#### Bacaan

Generasi Z atau gen Z, sekarang mungkin sedang menduduki puncak tertinggi tatanan kehidupan (ini hiperbola saja). Mereka lagi gemes-gemesnya, aktif-aktifnya bersuara. Kalau ada yang nggak cocok dikit di hati, nggak pikir satu dua kali dulu buat protes.
Walapun dibesarkan di era perkembangan teknologi yang masif, mereka cenderung kritis dengan segala info yang diterima di dunia maya. Gen Z juga kelihatan berorientasi kuat atas kebebasan dan kemandirian. Rata-rata sih begitu.
Hipmin mau cerita contoh nyata dari dua paragraf pengantar tentang karakter gen Z itu.
Kalau kamu pernah dengar, di Swedia sana ada namanya mbak Greta Thunberg. Terkenal sebagai aktivis lingkungan yang mulai bikin gerakan internasional melawan perubahan iklim dari tahun 2018.
Greta lahir tanggal 3 Januari 2003, di Stockholm, Swedia. Dia mulai menyuarakan isu perubahan iklim sejak umur 15 tahun. Bayangkan.
Pertamanya, Thunberg setiap hari Jumat bikin aksi protes di Parlemen Swedia sambil menulis pesan “School strike for climate” (mogok sekolah untuk iklim).
Aksi itu kemudian viral dan ditiru jutaan anak muda di seluruh dunia. Kemudian muncul gerakan bersama “Fridays For Future” yang menekan para pemimpin negara agar cepet bertindak mengatasi perubahan iklim.

########
#### Bahan yang Disediakan

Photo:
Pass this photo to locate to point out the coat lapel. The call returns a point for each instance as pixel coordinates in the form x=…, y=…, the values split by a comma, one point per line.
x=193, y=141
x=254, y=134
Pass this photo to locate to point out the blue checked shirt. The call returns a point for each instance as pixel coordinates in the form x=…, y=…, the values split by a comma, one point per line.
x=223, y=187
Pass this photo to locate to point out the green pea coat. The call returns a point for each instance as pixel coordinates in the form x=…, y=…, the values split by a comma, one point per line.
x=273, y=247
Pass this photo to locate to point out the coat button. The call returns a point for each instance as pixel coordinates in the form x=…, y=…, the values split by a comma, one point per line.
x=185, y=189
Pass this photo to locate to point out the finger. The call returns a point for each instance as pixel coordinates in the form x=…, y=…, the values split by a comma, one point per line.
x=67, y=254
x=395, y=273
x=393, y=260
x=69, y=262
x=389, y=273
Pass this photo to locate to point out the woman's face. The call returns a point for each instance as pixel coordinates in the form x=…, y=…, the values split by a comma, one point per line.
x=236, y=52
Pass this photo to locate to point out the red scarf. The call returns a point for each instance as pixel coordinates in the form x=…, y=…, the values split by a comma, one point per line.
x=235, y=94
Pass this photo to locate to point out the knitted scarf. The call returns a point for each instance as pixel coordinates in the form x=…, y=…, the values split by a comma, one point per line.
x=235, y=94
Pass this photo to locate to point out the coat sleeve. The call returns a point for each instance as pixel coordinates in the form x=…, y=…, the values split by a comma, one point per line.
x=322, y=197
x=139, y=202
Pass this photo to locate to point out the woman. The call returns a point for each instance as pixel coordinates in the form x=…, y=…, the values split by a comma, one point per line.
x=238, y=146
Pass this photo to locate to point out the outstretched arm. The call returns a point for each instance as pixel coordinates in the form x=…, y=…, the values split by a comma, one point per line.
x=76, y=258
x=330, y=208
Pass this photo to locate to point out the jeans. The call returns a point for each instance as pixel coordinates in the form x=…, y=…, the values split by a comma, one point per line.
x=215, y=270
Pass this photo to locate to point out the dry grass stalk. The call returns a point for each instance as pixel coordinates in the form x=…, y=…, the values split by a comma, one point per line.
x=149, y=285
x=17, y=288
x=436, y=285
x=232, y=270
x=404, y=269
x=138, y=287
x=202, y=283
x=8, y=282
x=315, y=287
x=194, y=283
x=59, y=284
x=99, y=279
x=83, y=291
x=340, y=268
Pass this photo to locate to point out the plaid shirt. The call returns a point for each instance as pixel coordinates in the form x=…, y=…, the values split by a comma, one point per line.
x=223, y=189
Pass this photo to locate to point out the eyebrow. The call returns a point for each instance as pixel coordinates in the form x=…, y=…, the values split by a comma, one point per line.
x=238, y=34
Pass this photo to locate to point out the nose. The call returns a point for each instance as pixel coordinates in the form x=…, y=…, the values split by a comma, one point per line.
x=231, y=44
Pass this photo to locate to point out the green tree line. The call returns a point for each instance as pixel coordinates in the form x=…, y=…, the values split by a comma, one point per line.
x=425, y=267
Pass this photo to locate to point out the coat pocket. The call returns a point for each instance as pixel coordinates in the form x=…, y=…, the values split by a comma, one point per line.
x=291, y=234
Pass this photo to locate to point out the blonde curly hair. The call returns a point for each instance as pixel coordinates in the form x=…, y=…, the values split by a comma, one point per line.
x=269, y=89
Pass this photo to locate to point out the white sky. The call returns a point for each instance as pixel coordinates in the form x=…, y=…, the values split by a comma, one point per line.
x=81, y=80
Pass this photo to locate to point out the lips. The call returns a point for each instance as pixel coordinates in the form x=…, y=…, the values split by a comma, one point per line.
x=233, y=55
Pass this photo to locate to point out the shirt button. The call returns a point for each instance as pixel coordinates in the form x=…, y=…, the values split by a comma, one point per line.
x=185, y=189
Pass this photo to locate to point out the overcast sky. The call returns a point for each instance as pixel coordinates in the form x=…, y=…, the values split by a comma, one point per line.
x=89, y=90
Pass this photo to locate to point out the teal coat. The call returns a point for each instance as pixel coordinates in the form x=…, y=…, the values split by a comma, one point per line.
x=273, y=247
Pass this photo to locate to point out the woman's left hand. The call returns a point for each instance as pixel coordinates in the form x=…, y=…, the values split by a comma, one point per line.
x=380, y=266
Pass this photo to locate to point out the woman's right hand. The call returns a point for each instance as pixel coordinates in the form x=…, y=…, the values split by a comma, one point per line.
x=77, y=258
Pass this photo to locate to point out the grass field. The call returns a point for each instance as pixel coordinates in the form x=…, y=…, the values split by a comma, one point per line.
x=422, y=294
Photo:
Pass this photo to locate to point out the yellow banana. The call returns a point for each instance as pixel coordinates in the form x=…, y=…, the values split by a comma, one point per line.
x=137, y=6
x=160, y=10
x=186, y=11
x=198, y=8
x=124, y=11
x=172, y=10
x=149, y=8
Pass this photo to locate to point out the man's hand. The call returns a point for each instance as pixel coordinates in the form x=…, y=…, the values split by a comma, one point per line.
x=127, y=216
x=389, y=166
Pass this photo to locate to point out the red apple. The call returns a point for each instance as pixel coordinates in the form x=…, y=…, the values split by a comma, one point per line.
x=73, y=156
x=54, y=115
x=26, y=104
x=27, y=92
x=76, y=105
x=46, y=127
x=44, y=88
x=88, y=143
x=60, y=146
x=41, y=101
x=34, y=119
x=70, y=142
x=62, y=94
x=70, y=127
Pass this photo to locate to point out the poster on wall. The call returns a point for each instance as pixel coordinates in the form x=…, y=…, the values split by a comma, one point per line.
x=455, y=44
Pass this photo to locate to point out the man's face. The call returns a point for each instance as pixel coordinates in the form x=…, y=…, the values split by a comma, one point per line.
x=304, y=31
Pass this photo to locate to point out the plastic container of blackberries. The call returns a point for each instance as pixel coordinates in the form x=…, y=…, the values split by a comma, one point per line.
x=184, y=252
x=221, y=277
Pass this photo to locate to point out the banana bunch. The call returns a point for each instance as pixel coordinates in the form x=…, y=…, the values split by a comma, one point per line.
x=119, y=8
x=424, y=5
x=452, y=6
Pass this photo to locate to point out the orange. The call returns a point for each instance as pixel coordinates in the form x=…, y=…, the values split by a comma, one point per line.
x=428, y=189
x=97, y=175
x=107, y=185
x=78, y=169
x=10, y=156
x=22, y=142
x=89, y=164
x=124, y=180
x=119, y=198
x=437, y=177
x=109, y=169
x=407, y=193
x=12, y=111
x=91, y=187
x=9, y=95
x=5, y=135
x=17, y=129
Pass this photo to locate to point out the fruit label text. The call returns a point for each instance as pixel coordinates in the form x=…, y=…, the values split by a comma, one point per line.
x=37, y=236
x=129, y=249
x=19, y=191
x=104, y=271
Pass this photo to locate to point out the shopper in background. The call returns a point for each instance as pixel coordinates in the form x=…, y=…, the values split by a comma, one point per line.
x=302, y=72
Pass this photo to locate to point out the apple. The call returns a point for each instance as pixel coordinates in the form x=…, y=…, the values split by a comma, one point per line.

########

- _Uji Pemahaman_
**a.** Tulis ulang bagian teks tentang gen Z yang diawali kata-kata yang memuat "Kalau kamu pernah" dan diakhiri "sekolah untuk iklim).". Tukar "perubahan iklim" dengan "krisis iklim".
**b.** Sebutkan semua kata ulang yang terdapat dalam teks tentang gen Z.
Daftar di atas tidak diperlukan di sini.

- _Kunci Jawaban_
**a.**
Kalau kamu pernah dengar, di Swedia sana ada namanya mbak Greta Thunberg. Terkenal sebagai aktivis lingkungan yang mulai bikin gerakan internasional melawan krisis iklim dari tahun 2018.
Greta lahir tanggal 3 Januari 2003, di Stockholm, Swedia. Dia mulai menyuarakan isu krisis iklim sejak umur 15 tahun. Bayangkan.
Pertamanya, Thunberg setiap hari Jumat bikin aksi protes di Parlemen Swedia sambil menulis pesan “School strike for climate” (mogok sekolah untuk iklim).

**b.** gemes-gemesnya, aktif-aktifnya, Rata-rata